Task to carry out: Can you rewrite the rows from the start of the records up to and including the line with "[(504, 13)]", requests and all, adding 90 to each pixel coordinate in the answers while leaving the requests and their format samples unchanged?

++++++++++

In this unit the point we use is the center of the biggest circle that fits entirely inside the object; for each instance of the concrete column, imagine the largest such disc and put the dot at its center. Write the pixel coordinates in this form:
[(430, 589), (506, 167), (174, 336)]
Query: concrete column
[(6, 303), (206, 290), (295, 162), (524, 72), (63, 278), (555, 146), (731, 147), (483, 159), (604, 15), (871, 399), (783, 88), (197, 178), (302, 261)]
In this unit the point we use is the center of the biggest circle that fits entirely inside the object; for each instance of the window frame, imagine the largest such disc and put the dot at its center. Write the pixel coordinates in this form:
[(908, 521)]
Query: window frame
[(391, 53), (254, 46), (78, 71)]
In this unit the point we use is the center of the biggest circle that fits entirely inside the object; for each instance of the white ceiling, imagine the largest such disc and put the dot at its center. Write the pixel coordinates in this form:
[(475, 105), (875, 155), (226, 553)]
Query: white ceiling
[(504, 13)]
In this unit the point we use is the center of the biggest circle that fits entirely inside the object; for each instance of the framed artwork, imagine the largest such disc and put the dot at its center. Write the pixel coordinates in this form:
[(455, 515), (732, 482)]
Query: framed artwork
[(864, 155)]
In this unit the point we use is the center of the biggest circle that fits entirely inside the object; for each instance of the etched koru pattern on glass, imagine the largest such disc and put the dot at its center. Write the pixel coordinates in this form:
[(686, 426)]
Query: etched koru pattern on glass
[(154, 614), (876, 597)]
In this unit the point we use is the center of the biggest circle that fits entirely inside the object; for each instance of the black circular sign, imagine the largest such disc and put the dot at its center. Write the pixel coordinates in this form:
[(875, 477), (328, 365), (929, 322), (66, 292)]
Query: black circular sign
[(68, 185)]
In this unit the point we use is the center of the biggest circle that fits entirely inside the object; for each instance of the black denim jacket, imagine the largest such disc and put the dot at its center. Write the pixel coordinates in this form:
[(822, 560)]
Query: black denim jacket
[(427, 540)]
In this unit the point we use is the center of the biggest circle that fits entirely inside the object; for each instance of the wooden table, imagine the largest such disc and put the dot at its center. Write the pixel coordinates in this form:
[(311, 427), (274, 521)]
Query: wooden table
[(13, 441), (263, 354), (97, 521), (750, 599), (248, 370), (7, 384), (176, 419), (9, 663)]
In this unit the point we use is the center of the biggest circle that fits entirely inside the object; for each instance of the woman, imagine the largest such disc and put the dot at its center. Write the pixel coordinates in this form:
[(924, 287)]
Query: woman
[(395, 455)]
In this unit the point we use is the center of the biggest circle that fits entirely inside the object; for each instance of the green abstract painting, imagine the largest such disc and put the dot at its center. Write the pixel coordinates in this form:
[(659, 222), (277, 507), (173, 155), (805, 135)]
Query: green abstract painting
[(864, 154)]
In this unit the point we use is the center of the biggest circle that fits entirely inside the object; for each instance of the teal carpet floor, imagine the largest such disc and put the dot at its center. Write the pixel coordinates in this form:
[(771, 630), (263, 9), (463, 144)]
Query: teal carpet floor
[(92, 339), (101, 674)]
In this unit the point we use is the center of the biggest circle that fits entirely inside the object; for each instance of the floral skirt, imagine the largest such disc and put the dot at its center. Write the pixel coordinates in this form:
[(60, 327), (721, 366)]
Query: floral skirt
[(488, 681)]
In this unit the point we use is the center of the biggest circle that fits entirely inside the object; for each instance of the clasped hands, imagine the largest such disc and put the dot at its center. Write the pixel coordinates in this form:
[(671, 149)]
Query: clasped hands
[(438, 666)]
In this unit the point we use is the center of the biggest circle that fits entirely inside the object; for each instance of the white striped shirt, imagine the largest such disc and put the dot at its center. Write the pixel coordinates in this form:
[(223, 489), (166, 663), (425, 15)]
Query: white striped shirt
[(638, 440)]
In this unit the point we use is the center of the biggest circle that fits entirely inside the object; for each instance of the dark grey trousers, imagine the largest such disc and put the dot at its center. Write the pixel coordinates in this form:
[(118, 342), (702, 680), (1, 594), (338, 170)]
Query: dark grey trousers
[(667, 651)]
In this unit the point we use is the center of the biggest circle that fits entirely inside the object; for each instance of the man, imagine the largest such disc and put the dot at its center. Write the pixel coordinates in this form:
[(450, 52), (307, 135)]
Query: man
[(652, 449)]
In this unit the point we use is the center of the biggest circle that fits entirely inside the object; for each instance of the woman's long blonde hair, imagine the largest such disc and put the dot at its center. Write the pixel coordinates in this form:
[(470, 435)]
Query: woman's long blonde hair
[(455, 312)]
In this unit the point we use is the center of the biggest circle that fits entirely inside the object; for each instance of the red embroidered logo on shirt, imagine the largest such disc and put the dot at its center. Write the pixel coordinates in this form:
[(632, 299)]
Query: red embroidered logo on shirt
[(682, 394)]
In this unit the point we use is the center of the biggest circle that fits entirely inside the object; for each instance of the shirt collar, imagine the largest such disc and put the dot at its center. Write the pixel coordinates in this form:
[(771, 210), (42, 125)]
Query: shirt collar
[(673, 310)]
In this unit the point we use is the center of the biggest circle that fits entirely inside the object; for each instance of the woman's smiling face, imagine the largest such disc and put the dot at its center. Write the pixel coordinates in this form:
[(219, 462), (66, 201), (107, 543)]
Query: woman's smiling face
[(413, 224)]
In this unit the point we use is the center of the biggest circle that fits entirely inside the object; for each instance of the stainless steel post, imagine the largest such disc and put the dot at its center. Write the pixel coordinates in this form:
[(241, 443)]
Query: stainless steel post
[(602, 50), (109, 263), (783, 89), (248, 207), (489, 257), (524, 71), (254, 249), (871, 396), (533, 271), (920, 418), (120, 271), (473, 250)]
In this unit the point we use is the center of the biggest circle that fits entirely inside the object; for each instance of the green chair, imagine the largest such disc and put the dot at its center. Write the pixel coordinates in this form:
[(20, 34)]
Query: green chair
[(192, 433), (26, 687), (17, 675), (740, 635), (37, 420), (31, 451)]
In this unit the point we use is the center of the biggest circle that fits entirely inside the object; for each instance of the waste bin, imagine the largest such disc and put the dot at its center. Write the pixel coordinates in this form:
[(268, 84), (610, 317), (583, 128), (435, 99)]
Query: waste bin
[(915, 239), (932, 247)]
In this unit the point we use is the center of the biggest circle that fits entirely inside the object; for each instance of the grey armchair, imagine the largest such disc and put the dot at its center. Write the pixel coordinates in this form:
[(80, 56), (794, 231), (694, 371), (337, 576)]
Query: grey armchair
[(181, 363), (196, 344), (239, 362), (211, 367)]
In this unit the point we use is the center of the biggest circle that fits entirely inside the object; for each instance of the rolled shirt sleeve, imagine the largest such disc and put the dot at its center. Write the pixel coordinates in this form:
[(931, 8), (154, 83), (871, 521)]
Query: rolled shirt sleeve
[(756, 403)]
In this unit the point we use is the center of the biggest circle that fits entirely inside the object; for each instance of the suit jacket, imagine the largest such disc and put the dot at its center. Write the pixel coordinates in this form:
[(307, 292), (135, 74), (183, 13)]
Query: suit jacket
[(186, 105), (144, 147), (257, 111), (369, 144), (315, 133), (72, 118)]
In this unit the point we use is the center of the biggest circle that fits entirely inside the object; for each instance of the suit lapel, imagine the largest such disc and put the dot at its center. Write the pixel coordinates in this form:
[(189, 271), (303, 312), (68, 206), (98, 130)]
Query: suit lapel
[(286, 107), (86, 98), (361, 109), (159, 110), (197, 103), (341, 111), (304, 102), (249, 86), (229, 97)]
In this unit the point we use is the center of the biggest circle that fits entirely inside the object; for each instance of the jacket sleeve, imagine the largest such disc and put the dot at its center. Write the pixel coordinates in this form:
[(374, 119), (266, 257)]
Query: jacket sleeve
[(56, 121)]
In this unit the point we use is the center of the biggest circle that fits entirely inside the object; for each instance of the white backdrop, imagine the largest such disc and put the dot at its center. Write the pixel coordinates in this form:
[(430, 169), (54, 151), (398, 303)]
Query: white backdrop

++++++++++

Written response:
In this unit the point we use is the center of the biggest circle that fits entirely inside the object; for each instance of the concrete column, imagine the largest such disc and put the dot at its center. Write the pixel coordinates in this form:
[(430, 589), (506, 167), (174, 336)]
Query: concrete column
[(96, 393), (296, 380), (385, 252), (614, 162), (153, 368), (645, 236), (821, 237), (573, 249), (694, 105), (961, 489), (873, 178), (287, 268), (392, 351)]
In this unit the point we use is the center of the biggest circle that fits entirely inside the object; for each instance of the window frame, imagine the largest such disc and put the dot at its center. Write the pixel coordinates in this form:
[(908, 521)]
Query: window frame
[(481, 143), (344, 136), (168, 161)]
In this unit the point we use is the center of the biggest circle that fits entirely inside the object; for each instance of the white ceiling, imagine the largest such disc and put the dot at its center. Write the pixel coordinates in this form:
[(475, 105), (875, 155), (226, 553)]
Query: white ceiling
[(594, 103)]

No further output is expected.